───── Data supplied

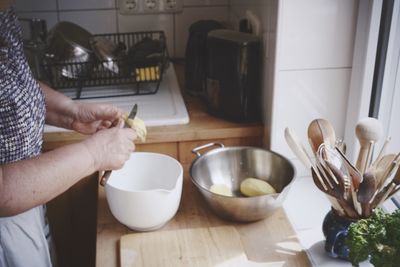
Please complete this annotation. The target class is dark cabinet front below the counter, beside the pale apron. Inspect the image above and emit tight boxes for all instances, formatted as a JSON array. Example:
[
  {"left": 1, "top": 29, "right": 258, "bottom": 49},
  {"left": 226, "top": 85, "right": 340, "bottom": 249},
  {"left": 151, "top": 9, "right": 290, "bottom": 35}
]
[{"left": 47, "top": 173, "right": 98, "bottom": 267}]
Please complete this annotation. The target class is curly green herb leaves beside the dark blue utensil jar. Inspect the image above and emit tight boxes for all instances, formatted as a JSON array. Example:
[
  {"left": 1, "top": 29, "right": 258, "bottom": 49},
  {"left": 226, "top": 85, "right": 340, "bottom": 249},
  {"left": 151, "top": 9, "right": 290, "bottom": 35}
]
[{"left": 346, "top": 209, "right": 400, "bottom": 267}]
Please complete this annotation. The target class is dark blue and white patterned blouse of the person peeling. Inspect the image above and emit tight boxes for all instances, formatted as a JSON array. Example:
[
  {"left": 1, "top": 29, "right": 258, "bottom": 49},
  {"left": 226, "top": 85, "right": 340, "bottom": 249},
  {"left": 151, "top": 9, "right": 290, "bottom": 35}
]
[{"left": 0, "top": 8, "right": 45, "bottom": 164}]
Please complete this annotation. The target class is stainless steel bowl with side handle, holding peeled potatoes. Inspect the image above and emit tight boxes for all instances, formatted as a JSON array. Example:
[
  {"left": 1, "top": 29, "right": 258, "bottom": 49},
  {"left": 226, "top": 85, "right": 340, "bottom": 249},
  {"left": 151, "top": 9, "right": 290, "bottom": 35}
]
[{"left": 190, "top": 143, "right": 295, "bottom": 222}]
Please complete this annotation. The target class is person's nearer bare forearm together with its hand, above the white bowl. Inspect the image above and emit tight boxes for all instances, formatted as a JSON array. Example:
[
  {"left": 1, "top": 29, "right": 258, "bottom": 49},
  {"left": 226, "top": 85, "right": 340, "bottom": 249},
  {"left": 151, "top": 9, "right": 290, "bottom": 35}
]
[{"left": 0, "top": 127, "right": 136, "bottom": 217}]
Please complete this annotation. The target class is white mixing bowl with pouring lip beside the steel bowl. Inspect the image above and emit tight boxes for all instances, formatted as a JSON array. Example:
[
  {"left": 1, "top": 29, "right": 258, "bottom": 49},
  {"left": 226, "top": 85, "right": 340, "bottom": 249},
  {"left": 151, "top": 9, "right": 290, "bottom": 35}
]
[{"left": 105, "top": 152, "right": 183, "bottom": 231}]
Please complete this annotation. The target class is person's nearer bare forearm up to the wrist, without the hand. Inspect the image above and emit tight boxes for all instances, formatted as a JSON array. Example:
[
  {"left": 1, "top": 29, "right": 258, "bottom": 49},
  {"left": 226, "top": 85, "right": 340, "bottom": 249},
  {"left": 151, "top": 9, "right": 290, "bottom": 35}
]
[{"left": 0, "top": 143, "right": 97, "bottom": 217}]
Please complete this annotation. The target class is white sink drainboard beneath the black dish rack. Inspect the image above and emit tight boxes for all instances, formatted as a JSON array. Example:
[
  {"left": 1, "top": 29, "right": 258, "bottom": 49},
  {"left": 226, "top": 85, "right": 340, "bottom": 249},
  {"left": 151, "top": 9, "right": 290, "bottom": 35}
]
[{"left": 45, "top": 64, "right": 189, "bottom": 132}]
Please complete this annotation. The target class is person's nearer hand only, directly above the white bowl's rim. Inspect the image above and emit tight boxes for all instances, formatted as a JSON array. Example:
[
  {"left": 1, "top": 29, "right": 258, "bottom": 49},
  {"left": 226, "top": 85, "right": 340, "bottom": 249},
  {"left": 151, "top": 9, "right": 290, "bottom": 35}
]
[{"left": 83, "top": 127, "right": 136, "bottom": 170}]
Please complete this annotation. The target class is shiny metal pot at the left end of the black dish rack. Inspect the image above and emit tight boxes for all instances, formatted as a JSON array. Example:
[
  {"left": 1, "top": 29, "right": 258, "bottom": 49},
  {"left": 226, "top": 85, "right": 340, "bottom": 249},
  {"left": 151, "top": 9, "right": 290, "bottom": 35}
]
[{"left": 46, "top": 21, "right": 94, "bottom": 79}]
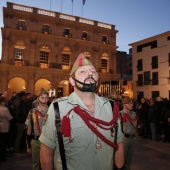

──────────

Exercise description:
Give back each line above exactly, with pictures dropped.

Task output:
Please complete this annotation. The target class is dark cabinet front below the counter, beside the pale apron. Inspect the image above and emit tight boxes for all instances, formatted as a JSON array. Example:
[
  {"left": 1, "top": 29, "right": 258, "bottom": 49},
  {"left": 226, "top": 85, "right": 340, "bottom": 249},
  {"left": 151, "top": 9, "right": 290, "bottom": 35}
]
[{"left": 47, "top": 173, "right": 98, "bottom": 267}]
Please complete this annotation. The target class is curly green herb leaves beside the dark blue utensil jar. Inspect the image above and emit tight boxes for all instances, formatted as a JSON array. Example:
[
  {"left": 1, "top": 29, "right": 258, "bottom": 49},
  {"left": 226, "top": 85, "right": 340, "bottom": 249},
  {"left": 151, "top": 9, "right": 290, "bottom": 35}
]
[{"left": 346, "top": 209, "right": 400, "bottom": 267}]
Please complete this annotation. The target class is dark blue and white patterned blouse of the person peeling. Inspect the image above and emit tight boxes for all instances, formatted as a JSON array. Example:
[
  {"left": 1, "top": 29, "right": 258, "bottom": 49},
  {"left": 226, "top": 85, "right": 340, "bottom": 249},
  {"left": 151, "top": 9, "right": 290, "bottom": 35}
]
[{"left": 0, "top": 8, "right": 45, "bottom": 164}]
Please complete this annotation. The target class is stainless steel bowl with side handle, holding peeled potatoes. Inspect the image above and emit tight boxes for all instances, formatted as a JSON array. Example:
[
  {"left": 1, "top": 29, "right": 258, "bottom": 49},
  {"left": 226, "top": 85, "right": 340, "bottom": 249},
  {"left": 151, "top": 9, "right": 290, "bottom": 35}
]
[{"left": 190, "top": 143, "right": 295, "bottom": 222}]
Please complete this annotation. The target class is person's nearer bare forearm together with its hand, above the white bowl. Inspect the image above and emit tight boxes for all instances, formatted as a JSON array. Example:
[
  {"left": 1, "top": 29, "right": 258, "bottom": 49},
  {"left": 226, "top": 85, "right": 340, "bottom": 249},
  {"left": 151, "top": 9, "right": 290, "bottom": 35}
]
[{"left": 0, "top": 127, "right": 136, "bottom": 217}]
Please complete this annotation. The target class is white mixing bowl with pouring lip beside the steel bowl. Inspect the image above and emit tight boxes for all instances, formatted as a JSON array. Example:
[
  {"left": 1, "top": 29, "right": 258, "bottom": 49},
  {"left": 226, "top": 85, "right": 340, "bottom": 249},
  {"left": 151, "top": 9, "right": 290, "bottom": 35}
]
[{"left": 105, "top": 152, "right": 183, "bottom": 231}]
Please complete this annotation. The target class is person's nearer bare forearm up to the wrist, without the hand. Inspect the image above and emit tight boxes for all instances, formatted as a JSON array. Example:
[
  {"left": 1, "top": 29, "right": 258, "bottom": 49},
  {"left": 226, "top": 85, "right": 340, "bottom": 249},
  {"left": 151, "top": 9, "right": 290, "bottom": 35}
]
[{"left": 0, "top": 143, "right": 97, "bottom": 217}]
Please complete this annotation. The target class is white sink drainboard beneath the black dish rack. Inspect the image above and emit tight boxes for all instances, formatted as a JSON array. Example:
[
  {"left": 1, "top": 29, "right": 258, "bottom": 49},
  {"left": 226, "top": 85, "right": 340, "bottom": 249},
  {"left": 151, "top": 9, "right": 290, "bottom": 35}
]
[{"left": 45, "top": 64, "right": 189, "bottom": 132}]
Please complete this annotation. The target class is person's nearer hand only, directly above the white bowl's rim. Inspect the image above and emit tight boxes for all instances, formatted as a JSON array. Example:
[
  {"left": 1, "top": 29, "right": 258, "bottom": 49},
  {"left": 226, "top": 85, "right": 340, "bottom": 249},
  {"left": 151, "top": 9, "right": 290, "bottom": 35}
]
[{"left": 83, "top": 127, "right": 136, "bottom": 170}]
Please complete this annotation. The target class is shiny metal pot at the left end of the black dish rack. Inspect the image above and emit tight boxes for all instances, formatted as a JSON array. Example:
[
  {"left": 1, "top": 29, "right": 258, "bottom": 49},
  {"left": 226, "top": 85, "right": 340, "bottom": 249},
  {"left": 151, "top": 9, "right": 290, "bottom": 35}
]
[{"left": 46, "top": 21, "right": 94, "bottom": 79}]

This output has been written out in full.